§ **TEXTO MOSTRADO**
Revista Sociedad
Salvador de Madariaga, republicano y antifranquista de sangre mas no de etiqueta, sentenció con la inapelabilidad de una sibila eritrea: «Con la rebelión de 1934, la izquierda española perdió hasta la sombra de autoridad moral para condenar la rebelión de 1936». Y razón no le faltó al que fuera ministro de Instrucción Pública durante el Gobierno de Lerroux, pues la intención por parte de las izquierdas de despertar la bestia de la guerra misma a fin de instalar la dictadura del proletariado fue tan evidente como que el fuego calienta. Así lo demuestran las miles de perlas brillantes que la Historia, esa alcahueta que todo lo canta, nos ha ido dejando con el correr de los años. Verbigracia: esa sentencia ya olvidada por los izquierdistas de hogaño pero inmortalizada en El Socialista que rezaba: «renuncie todo el mundo a la revolución pacífica, que es una utopía; bendita sea la guerra». O lo que fuera auténtica antesala al conflicto: el asesinato de Calvo Sotelo, asaetado por la guardia personal de Indalecio Prieto y que supondría el inicio irremisible de la Guerra Civil como bien le comunicara al Ministro de Gobernación. Sí, el mismo Prieto que declamó públicamente que «habrá una lucha entre las dos Españas». Pero la verdadera semilla negra del fratricidio que comenzaba a mellar se hallaba en una Constitución que mandaba al frío de las catacumbas a una mitad del país: los católicos. Y en virtud de la misma, una serie de leyes y decretos a contrapelo que culminaron con la Ley de Congregaciones del 1933, por la cual fueron nacionalizados los bienes de la Iglesia, prohibido el derecho a la docencia, así como las manifestaciones y procesiones fuera de los templos. De esta manera, se le daba alas a una persecución que comenzaría en el 31 con la quema de iglesias y que continuaría el Frente Popular pasando por el potro de tortura a más de seis mil religiosos en lo que fue la mayor sangría contra los cristianos desde tiempos de Diocleciano. Un odio cainita, primitivo, casi atapuercuense que desgajaba cualquier esperanza de modernización en un país que históricamente se ha movido a dos tiempos. Y de aquella siembra...

§ **INFORMACIÓN MOSTRADA**
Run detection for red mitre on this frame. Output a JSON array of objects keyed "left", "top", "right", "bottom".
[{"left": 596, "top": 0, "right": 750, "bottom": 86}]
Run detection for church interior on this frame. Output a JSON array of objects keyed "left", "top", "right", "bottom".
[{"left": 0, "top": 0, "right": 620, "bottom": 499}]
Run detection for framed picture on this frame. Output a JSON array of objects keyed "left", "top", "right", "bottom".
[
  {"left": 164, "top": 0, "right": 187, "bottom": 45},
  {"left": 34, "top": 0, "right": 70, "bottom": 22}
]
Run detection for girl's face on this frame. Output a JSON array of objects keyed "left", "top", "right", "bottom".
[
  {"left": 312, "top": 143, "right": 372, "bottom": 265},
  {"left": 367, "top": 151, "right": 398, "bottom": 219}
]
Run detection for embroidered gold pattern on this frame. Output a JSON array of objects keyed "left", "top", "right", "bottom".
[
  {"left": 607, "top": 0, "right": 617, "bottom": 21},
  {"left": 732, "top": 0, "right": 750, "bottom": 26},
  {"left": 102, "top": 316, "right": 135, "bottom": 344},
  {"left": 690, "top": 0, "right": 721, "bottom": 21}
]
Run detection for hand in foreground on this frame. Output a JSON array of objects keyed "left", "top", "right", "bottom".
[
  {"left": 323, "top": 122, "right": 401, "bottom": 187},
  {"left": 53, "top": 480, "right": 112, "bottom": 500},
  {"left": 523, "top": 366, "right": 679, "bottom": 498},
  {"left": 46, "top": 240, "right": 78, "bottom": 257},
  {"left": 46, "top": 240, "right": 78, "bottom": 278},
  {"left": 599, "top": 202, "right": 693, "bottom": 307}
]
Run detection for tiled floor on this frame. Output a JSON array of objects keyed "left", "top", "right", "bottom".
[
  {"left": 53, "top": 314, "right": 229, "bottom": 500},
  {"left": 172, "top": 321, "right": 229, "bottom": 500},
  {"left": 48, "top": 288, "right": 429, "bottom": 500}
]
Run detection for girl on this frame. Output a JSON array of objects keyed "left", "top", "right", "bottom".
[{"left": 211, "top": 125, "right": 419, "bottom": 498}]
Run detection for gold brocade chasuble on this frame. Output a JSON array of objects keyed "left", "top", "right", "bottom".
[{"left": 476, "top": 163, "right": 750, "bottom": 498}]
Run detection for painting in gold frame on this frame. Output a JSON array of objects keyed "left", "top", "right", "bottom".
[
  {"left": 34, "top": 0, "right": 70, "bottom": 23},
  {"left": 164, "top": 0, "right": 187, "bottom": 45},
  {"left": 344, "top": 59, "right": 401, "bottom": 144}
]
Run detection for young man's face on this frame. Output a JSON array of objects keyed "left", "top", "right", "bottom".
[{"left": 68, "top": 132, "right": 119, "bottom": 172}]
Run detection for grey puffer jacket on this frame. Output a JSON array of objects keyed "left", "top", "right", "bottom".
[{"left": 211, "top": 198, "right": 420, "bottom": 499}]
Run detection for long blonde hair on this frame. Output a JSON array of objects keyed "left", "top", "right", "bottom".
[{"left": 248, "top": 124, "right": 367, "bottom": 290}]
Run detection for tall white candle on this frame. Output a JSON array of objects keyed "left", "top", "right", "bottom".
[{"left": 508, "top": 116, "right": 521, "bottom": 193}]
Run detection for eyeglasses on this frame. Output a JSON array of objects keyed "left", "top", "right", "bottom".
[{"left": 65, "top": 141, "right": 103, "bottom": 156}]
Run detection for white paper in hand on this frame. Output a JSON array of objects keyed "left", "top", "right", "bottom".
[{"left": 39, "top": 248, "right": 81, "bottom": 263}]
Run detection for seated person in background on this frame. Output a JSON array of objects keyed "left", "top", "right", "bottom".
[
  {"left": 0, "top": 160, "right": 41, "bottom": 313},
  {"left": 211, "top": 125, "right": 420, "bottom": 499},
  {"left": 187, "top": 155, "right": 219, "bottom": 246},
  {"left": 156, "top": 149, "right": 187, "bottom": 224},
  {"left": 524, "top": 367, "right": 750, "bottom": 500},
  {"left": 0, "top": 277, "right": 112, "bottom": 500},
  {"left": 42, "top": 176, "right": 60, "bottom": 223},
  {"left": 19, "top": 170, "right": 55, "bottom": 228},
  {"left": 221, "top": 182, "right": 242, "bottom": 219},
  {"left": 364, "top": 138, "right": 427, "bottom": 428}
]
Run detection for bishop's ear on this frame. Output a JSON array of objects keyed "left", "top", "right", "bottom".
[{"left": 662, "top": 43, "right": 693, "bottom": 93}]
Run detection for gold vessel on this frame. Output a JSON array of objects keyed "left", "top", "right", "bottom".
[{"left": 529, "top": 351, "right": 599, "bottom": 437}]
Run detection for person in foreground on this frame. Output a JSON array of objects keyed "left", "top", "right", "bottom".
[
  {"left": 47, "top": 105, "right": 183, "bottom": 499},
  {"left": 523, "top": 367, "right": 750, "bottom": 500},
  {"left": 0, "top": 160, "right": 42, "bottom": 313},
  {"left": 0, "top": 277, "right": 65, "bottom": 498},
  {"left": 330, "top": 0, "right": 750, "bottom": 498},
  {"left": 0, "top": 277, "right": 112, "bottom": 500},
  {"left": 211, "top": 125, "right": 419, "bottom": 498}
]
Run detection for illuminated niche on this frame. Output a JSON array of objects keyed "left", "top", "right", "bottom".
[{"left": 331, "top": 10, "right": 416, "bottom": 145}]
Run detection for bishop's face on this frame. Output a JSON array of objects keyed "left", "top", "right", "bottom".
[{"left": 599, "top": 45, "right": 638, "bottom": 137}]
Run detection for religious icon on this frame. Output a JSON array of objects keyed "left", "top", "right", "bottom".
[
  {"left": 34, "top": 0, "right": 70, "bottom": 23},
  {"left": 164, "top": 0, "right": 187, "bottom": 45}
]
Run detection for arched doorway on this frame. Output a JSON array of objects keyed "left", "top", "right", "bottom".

§ **LISTA DE TAREAS**
A - Enumera todas las personas que el texto sobre los antecedentes de la Guerra Civil menciona por su nombre.
B - Según el texto sobre los antecedentes de la Guerra Civil, ¿qué cargo ocupó Salvador de Madariaga durante el Gobierno de Lerroux?
C - En el texto sobre los antecedentes de la Guerra Civil, ¿por qué no le faltó razón a Salvador de Madariaga? Explícalo en una a tres oraciones.

§ **EJERCICIO RESUELTO**
A - Salvador de Madariaga, Lerroux, Calvo Sotelo, Indalecio Prieto y Diocleciano.

B - Fue ministro de Instrucción Pública.

C - La intención de las izquierdas de provocar la guerra para instalar la dictadura del proletariado fue tan evidente como que el fuego calienta.